Assigned task:
Copy the records below exactly.

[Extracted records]
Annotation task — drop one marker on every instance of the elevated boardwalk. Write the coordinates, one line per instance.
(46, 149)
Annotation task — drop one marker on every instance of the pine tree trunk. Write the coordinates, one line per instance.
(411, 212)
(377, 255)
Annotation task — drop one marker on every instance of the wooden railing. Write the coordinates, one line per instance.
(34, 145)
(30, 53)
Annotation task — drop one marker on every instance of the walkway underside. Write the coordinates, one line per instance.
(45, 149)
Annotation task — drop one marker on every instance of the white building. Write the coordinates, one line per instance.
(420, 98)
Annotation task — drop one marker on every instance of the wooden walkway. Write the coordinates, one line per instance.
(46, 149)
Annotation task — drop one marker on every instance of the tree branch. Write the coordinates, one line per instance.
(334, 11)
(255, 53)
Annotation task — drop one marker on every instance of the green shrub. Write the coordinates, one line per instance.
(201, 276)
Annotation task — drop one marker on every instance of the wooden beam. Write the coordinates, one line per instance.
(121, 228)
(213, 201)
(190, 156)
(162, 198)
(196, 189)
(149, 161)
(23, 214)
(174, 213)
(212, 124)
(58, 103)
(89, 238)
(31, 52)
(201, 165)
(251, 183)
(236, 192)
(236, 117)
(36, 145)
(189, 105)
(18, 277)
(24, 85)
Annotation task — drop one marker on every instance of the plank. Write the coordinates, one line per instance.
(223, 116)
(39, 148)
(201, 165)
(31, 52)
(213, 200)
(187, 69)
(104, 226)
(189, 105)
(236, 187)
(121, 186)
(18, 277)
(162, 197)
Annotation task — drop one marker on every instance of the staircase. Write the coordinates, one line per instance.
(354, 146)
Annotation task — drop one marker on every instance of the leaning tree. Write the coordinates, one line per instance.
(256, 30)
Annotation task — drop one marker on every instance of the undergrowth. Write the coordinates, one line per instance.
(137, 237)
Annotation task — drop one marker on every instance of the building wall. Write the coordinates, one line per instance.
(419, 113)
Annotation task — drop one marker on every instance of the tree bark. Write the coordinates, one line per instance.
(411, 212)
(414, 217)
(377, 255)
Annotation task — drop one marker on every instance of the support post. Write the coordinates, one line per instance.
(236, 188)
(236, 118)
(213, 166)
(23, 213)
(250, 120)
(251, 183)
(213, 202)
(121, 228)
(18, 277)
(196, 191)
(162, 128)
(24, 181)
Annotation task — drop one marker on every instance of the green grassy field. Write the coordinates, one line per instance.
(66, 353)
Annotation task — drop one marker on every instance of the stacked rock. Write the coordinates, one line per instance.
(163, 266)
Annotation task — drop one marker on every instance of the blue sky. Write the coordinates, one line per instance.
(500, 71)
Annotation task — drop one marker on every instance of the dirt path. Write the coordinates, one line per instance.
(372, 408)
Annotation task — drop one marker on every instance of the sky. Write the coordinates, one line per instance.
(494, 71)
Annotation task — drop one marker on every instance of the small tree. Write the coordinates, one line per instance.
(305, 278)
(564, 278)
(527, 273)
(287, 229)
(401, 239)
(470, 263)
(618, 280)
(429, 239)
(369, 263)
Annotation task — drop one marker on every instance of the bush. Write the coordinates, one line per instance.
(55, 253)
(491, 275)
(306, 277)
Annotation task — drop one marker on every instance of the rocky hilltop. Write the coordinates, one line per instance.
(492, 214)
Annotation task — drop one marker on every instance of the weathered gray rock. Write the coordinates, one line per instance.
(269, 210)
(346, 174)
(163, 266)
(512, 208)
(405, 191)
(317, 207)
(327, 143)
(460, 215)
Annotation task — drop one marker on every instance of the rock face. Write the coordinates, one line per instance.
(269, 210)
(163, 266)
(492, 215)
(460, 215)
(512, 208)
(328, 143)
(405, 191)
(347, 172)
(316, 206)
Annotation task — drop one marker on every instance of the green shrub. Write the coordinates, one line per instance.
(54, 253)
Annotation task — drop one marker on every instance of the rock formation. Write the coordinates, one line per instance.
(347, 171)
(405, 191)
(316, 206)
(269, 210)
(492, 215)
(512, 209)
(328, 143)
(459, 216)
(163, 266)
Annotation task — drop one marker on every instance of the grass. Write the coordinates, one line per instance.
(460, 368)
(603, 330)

Expected output:
Annotation task — drop one marker on every instance of the elevated boardwalk. Write the coordinates, one line per instance.
(46, 149)
Annotation task — drop one marker on every instance of the pine tree trunk. Write the coordinates, one line per instance.
(411, 212)
(377, 255)
Annotation task — drop one marker on every instance of the wooden railing. Write the coordinates, one line per instance.
(34, 145)
(30, 53)
Annotation task — drop one marker on every instance of the walkway underside. Write the coordinates, one line per instance.
(45, 149)
Annotation task — drop one marker on every instance of the white building. Write the coordinates, one line per instance.
(420, 98)
Annotation task — drop one marker on every instance of the wooden walkway. Write the coordinates, one line per instance.
(46, 149)
Annotation task — drop one marker on every instance of the tree branch. Write the coordinates, one line per instance.
(334, 11)
(255, 53)
Annotation task — drop one marker on every instance of the green shrub. Write the coordinates, one line per instance.
(201, 276)
Annotation task — drop one marker on every instance of the wooden beam. Write the coordinates, one line per instance.
(121, 228)
(213, 201)
(190, 156)
(162, 198)
(196, 189)
(149, 161)
(23, 214)
(174, 213)
(212, 124)
(58, 103)
(89, 238)
(31, 52)
(201, 165)
(251, 183)
(236, 192)
(236, 117)
(36, 145)
(189, 105)
(18, 277)
(24, 85)
Annotation task — drop one marker on every instance of the plank. Write the coordinates, one line per instance.
(223, 116)
(39, 148)
(201, 165)
(31, 52)
(213, 200)
(187, 69)
(104, 226)
(189, 105)
(236, 187)
(121, 186)
(18, 277)
(162, 197)
Annotation task — drop one marker on every instance of the staircase. Write the coordinates, one line per instance.
(354, 146)
Annotation task — drop one marker on every instance of the leaning tree. Write the coordinates, one line per instance.
(256, 30)
Annotation task — drop one marker on every instance of the undergrowth. Write the coordinates, one line per instance.
(137, 237)
Annotation task — drop one marker on every instance of the building wall. Write the coordinates, one line per instance.
(419, 113)
Annotation task — drop one marker on every instance of the tree bark. Write the coordinates, one line per instance.
(411, 212)
(414, 217)
(377, 255)
Annotation task — drop one marker on every instance of the support post. Write the coordinates, one line per instance.
(236, 188)
(236, 118)
(213, 166)
(23, 213)
(250, 120)
(251, 183)
(213, 202)
(121, 228)
(18, 277)
(196, 191)
(162, 128)
(24, 181)
Annotation task — drop one marker on every instance of the green grassy field. Write the coordinates, one line per instance.
(66, 353)
Annotation task — drop one marker on every instance of the stacked rock. Write the coordinates, one line per instance.
(163, 266)
Annotation task — drop one marker on every instance of the blue sky. Write the coordinates, one line per instance.
(500, 71)
Annotation task — drop one marker on every instance of the dirt path. Write the coordinates, one line per instance.
(372, 408)
Annotation task — drop one marker on every instance of the sky. Write the coordinates, one line per instance.
(494, 71)
Annotation task — drop one marker on every instance of the small tree. Write the coordinates, one line per instance.
(305, 278)
(564, 278)
(527, 273)
(287, 229)
(401, 239)
(470, 263)
(618, 280)
(429, 239)
(369, 263)
Annotation task — drop one marker on every instance of the bush. Write the coordinates, one line per instance.
(55, 253)
(491, 275)
(306, 277)
Annotation task — drop one marker on every instance of the rocky hilltop. Write the coordinates, one line per instance.
(492, 214)
Annotation task — drop one marker on every instance of the weathered gray rock. Write the coordinates, one line per instance.
(269, 210)
(346, 174)
(163, 266)
(512, 208)
(405, 191)
(317, 207)
(327, 143)
(460, 215)
Annotation task — drop one marker on every instance of the rock face. Write the coordinates, one line per instance.
(269, 210)
(163, 266)
(492, 215)
(460, 215)
(512, 208)
(328, 143)
(405, 191)
(347, 172)
(316, 206)
Annotation task — drop one marker on every instance of the green shrub. Write the coordinates, one line per instance.
(54, 253)
Annotation task — drop one marker on every instance of the rock formation. Write the coordinates, one line per instance.
(347, 171)
(405, 191)
(316, 206)
(269, 210)
(492, 215)
(512, 209)
(328, 143)
(459, 216)
(163, 266)
Annotation task — drop one marker on every instance of the grass. Write the coordinates, one line per instance.
(460, 368)
(603, 330)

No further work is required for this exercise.